**EXERCISE BRIEF**
Beneath this instruction is a listing; print exactly the lines in it starting at the line that contains "Where in this photo can the chandelier" and going through the line that contains "Where in this photo can the thick".

----- GIVEN RECORDS -----

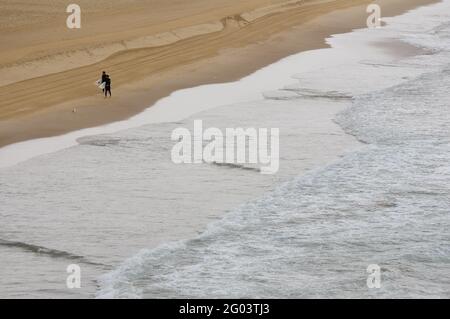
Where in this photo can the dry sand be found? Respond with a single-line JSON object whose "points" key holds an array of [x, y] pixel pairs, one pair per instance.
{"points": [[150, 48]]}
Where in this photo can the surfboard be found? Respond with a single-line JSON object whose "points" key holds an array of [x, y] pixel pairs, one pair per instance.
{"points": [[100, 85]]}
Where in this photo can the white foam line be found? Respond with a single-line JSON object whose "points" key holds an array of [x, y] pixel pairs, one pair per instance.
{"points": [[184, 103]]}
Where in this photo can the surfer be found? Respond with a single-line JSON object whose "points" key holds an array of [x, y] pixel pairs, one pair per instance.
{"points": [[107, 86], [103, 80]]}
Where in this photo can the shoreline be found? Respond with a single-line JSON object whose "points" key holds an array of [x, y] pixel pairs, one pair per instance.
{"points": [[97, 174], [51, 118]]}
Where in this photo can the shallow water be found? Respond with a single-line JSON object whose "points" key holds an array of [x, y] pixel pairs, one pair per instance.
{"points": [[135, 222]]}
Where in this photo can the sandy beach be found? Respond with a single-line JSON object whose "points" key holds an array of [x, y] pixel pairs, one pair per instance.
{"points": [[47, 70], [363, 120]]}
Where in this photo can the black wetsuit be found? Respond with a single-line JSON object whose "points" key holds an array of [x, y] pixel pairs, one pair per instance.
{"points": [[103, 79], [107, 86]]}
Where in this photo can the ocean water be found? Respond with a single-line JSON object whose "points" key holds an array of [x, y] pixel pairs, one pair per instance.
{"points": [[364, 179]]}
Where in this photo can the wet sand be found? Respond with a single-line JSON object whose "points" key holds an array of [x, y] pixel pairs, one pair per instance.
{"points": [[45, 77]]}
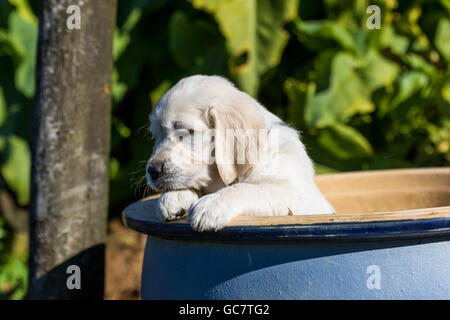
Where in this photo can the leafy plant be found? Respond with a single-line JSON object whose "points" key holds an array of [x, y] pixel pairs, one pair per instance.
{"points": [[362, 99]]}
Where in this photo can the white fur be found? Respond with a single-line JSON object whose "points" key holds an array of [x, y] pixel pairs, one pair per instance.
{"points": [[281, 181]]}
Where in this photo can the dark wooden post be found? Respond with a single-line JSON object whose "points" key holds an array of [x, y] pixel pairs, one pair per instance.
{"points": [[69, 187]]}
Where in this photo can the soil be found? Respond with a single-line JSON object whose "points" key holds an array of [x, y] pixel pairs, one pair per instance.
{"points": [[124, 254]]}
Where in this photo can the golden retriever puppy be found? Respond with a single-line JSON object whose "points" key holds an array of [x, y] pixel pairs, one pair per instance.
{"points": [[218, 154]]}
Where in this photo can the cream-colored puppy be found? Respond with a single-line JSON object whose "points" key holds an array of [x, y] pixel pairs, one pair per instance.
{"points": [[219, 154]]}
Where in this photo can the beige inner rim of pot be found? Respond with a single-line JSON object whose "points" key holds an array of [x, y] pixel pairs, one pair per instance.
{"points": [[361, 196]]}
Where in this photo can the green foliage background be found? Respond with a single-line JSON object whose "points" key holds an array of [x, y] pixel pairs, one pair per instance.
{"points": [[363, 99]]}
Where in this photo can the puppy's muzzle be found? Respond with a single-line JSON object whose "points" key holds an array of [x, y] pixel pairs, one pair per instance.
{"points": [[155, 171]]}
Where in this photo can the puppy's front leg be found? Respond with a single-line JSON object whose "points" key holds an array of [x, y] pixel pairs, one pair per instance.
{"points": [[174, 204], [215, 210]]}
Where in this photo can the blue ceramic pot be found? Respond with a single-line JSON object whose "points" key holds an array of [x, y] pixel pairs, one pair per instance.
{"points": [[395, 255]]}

-----
----- GIVEN RECORDS -----

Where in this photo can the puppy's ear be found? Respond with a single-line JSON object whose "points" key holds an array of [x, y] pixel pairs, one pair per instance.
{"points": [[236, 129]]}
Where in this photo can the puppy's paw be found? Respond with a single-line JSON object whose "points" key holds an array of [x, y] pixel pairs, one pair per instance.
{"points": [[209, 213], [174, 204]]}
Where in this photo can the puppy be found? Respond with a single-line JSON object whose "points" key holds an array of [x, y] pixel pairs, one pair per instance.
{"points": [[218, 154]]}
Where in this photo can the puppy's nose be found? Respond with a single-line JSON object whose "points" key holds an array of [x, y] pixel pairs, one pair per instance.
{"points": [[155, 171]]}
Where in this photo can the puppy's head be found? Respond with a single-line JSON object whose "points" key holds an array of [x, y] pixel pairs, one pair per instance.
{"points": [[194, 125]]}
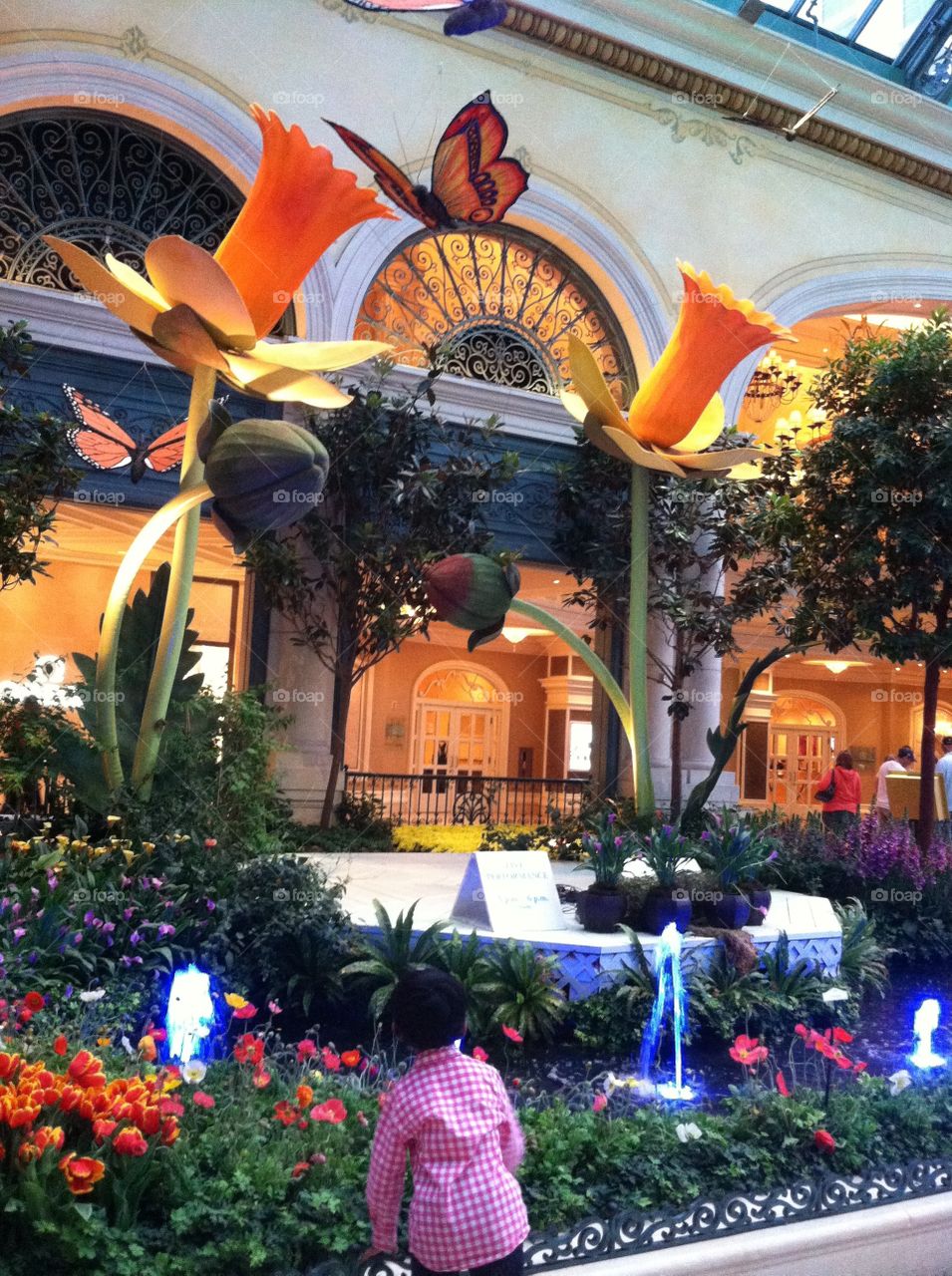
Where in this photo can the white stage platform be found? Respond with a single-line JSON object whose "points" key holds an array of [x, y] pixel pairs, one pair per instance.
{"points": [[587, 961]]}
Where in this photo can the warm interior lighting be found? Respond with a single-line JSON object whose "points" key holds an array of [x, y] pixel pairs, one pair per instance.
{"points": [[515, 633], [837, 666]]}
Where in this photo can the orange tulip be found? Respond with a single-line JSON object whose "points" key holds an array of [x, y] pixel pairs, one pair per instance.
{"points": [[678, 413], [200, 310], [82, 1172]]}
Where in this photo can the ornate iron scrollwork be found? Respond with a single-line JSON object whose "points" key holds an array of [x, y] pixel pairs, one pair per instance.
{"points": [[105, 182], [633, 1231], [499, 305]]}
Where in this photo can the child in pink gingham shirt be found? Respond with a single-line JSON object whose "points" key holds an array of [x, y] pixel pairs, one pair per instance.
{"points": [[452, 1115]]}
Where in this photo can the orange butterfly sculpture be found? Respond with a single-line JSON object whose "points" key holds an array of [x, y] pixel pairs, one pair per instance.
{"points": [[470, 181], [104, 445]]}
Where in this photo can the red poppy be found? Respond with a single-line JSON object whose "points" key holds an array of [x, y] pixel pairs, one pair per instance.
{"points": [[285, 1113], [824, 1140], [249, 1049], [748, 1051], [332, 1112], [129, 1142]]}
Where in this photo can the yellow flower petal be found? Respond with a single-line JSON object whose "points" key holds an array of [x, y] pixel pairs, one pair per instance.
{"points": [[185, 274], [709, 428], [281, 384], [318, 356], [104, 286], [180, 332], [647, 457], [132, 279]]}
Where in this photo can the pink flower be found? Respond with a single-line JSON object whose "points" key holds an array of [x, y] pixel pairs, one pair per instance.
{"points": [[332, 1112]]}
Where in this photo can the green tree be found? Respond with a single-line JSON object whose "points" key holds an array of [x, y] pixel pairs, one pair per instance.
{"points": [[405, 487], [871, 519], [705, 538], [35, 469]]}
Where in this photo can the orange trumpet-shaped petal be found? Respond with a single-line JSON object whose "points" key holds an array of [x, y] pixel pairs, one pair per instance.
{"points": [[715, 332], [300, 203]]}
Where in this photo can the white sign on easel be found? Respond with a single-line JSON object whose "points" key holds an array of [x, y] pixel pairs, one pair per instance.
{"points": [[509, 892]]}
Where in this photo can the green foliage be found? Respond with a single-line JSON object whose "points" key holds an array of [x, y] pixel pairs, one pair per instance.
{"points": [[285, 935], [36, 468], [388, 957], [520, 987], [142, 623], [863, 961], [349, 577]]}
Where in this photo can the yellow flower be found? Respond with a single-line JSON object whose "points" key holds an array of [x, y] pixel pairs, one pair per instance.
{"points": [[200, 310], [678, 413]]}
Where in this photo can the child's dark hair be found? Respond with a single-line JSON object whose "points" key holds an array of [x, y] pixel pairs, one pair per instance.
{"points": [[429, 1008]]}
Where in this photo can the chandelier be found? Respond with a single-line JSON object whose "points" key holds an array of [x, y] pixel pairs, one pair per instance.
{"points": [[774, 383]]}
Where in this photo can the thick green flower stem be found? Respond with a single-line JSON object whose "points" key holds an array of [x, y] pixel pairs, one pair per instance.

-----

**RESULT FOR THIS TASK**
Where in this photo can the chandelier be found? Respond with a single-line JSON object whose "points" key holds an array of [x, y] pixel pairs, one pair per instance.
{"points": [[774, 383]]}
Where in this photo can the thick green flower stem be found? Respond with a single-line JSON object whose "points" key holds an array of [x, y] pixel pairs, one pair per instance.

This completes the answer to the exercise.